FONTE:
LER DEVIA SER PROIBIDO
(Guiomar de Grammont)
A pensar fundo na questão, eu diria que
ler devia ser proibido. Afinal de contas, ler faz muito mal às pessoas: acorda
os homens para realidades impossíveis, tornando-os incapazes de suportar o
mundo insosso e ordinário em que vivem. A leitura induz à loucura, desloca o
homem do humilde lugar que lhe fora destinado no corpo social. Não me deixam
mentir os exemplos de Don Quixote e Madamme Bovary. O primeiro, coitado, de
tanto ler aventuras de cavaleiros que jamais existiram, meteu-se pelo mundo
afora, a crer-se capaz de reformar o mundo, quilha de ossos que mal sustinha a
si e ao pobre Rocinante. Quanto à pobre Emma Bovary, tornou-se esposa inútil
para fofocas e bordados, perdendo-se em delírios sobre bailes e amores
cortesãos.
Ler
realmente não faz bem. A criança que lê pode se tornar um adulto perigoso,
inconformado com os problemas do mundo, induzido a crer que tudo pode ser de
outra forma. Afinal de contas, a leitura desenvolve um poder incontrolável.
Liberta o homem excessivamente. Sem a leitura, ele morreria feliz, ignorante
dos grilhões que o encerram. Sem a leitura, ainda, estaria mais afeito à
realidade quotidiana, se dedicaria ao trabalho com afinco, sem procurar
enriquecê-lo com cabriolas da imaginação.
Sem
ler, o homem jamais saberia a extensão do prazer. Não experimentaria nunca o
sumo Bem de Aristóteles: o conhecer. Mas pra que conhecer se, na maior parte
dos casos, o que necessita é apenas executar ordens? Se o que deve, enfim, é
fazer o que dele esperam e nada mais?
Ler
pode provocar o inesperado. Pode fazer com que o homem crie atalhos para
caminhos que devem necessariamente ser longos. Ler pode gerar a invenção. Pode
estimular a imaginação de forma a levar o ser humano além do que lhe é devido.
Além
disso, os livros estimulam o sonho, a imaginação, a fantasia. Nos transportam a
paraísos misteriosos, nos fazem enxergar unicórnios azuis e palácios de cristal.
Nos fazem acreditar que a vida é mais do que um punhado de pó em movimento. Que
há algo a descobrir. Há horizontes para além das montanhas, há estrelas por
trás das nuvens. Estrelas jamais percebidas.
É
preciso desconfiar desse pendor para o absurdo que nos impede de aceitar nossas
realidades cruas.

DADOS SELECIONADOS:
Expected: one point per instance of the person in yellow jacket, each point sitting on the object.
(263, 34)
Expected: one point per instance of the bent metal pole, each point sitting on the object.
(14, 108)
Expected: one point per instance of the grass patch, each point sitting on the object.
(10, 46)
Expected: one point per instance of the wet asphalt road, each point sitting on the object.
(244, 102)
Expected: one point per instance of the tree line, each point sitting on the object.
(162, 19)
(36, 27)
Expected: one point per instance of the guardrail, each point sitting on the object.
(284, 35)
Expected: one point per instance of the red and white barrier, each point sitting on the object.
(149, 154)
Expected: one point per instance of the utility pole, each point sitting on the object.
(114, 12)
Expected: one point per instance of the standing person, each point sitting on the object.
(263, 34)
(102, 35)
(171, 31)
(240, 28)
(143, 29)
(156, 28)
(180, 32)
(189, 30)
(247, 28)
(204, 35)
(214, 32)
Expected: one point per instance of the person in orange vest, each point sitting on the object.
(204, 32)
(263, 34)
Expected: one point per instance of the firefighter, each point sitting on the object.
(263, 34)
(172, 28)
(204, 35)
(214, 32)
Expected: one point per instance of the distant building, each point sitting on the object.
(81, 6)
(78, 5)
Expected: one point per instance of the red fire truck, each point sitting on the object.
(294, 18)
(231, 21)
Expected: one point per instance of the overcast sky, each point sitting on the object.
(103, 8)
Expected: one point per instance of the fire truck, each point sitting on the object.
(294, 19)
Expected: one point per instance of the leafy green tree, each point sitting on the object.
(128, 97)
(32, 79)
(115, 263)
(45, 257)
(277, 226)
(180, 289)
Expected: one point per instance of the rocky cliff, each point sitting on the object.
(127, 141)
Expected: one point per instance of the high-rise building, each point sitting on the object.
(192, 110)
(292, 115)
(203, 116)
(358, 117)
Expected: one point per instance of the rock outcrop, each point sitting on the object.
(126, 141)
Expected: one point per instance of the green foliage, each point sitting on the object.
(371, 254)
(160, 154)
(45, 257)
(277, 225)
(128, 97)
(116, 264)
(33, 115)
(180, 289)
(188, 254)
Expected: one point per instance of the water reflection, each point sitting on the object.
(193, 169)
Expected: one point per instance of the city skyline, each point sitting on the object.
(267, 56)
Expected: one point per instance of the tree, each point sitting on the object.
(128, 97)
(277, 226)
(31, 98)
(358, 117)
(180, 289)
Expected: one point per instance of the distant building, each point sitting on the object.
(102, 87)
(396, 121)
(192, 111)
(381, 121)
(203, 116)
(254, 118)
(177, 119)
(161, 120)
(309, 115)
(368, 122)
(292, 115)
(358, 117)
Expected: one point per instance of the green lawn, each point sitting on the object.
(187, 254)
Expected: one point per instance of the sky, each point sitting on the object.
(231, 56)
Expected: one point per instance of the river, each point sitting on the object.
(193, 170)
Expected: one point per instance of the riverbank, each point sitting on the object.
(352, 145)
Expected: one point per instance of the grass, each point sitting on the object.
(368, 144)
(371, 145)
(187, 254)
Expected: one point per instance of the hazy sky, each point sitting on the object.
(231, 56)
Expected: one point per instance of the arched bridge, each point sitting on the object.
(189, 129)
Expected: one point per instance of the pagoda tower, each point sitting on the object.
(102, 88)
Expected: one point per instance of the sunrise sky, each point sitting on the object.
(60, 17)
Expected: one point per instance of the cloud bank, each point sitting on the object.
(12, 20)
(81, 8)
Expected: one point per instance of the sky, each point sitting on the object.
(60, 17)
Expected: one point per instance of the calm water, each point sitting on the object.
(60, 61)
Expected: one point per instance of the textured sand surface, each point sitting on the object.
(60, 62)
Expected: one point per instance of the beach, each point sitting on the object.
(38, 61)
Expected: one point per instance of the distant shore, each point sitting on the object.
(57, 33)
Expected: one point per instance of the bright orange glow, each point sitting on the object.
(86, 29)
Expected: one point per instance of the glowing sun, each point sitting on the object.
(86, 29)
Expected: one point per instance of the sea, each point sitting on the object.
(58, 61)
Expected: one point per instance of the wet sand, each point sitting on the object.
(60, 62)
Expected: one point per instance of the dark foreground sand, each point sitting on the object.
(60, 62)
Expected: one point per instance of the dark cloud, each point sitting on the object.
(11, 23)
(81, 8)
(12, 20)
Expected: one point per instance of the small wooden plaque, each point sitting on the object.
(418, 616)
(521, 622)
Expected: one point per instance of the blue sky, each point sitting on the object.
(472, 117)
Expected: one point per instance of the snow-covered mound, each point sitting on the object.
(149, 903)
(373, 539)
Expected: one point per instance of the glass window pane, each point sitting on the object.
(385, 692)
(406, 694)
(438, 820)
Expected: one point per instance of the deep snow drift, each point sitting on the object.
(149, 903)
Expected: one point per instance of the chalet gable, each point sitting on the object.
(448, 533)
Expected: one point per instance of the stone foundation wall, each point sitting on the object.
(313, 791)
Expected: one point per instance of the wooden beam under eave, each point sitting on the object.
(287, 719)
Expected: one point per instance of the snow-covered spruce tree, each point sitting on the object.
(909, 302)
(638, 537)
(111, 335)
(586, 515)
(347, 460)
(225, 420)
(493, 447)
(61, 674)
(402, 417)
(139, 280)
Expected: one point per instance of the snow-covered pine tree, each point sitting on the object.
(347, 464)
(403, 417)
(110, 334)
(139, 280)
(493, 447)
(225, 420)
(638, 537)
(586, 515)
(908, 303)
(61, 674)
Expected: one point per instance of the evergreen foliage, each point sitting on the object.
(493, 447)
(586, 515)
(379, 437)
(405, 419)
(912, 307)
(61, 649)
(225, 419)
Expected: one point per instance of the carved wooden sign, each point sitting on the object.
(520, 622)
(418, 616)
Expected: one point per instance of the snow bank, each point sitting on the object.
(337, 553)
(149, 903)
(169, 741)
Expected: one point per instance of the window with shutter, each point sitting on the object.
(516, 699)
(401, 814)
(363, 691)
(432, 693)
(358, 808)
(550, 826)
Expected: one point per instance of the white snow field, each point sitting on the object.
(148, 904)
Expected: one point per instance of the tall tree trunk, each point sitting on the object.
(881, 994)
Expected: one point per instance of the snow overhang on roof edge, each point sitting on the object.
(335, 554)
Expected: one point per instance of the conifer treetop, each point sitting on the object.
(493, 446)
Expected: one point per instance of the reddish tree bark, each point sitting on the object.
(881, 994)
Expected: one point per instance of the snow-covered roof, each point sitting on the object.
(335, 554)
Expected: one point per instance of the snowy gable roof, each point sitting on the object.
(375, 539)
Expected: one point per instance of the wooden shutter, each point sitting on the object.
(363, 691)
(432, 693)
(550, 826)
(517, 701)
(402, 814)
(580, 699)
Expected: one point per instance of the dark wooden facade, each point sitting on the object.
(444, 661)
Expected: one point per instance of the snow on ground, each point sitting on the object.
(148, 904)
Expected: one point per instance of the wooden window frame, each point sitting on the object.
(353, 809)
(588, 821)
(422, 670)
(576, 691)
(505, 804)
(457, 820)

TAREFAS:
(a) Segundo o texto sobre a leitura, qual é o sumo Bem de Aristóteles?
(b) Por favor, extraia do texto sobre a leitura o trecho que começa em "Liberta o homem" e vai até "lhe é devido.".

RESPOSTAS POR TAREFA:
(a) O conhecer.

(b)
Liberta o homem excessivamente. Sem a leitura, ele morreria feliz, ignorante
dos grilhões que o encerram. Sem a leitura, ainda, estaria mais afeito à
realidade quotidiana, se dedicaria ao trabalho com afinco, sem procurar
enriquecê-lo com cabriolas da imaginação.
Sem
ler, o homem jamais saberia a extensão do prazer. Não experimentaria nunca o
sumo Bem de Aristóteles: o conhecer. Mas pra que conhecer se, na maior parte
dos casos, o que necessita é apenas executar ordens? Se o que deve, enfim, é
fazer o que dele esperam e nada mais?
Ler
pode provocar o inesperado. Pode fazer com que o homem crie atalhos para
caminhos que devem necessariamente ser longos. Ler pode gerar a invenção. Pode
estimular a imaginação de forma a levar o ser humano além do que lhe é devido.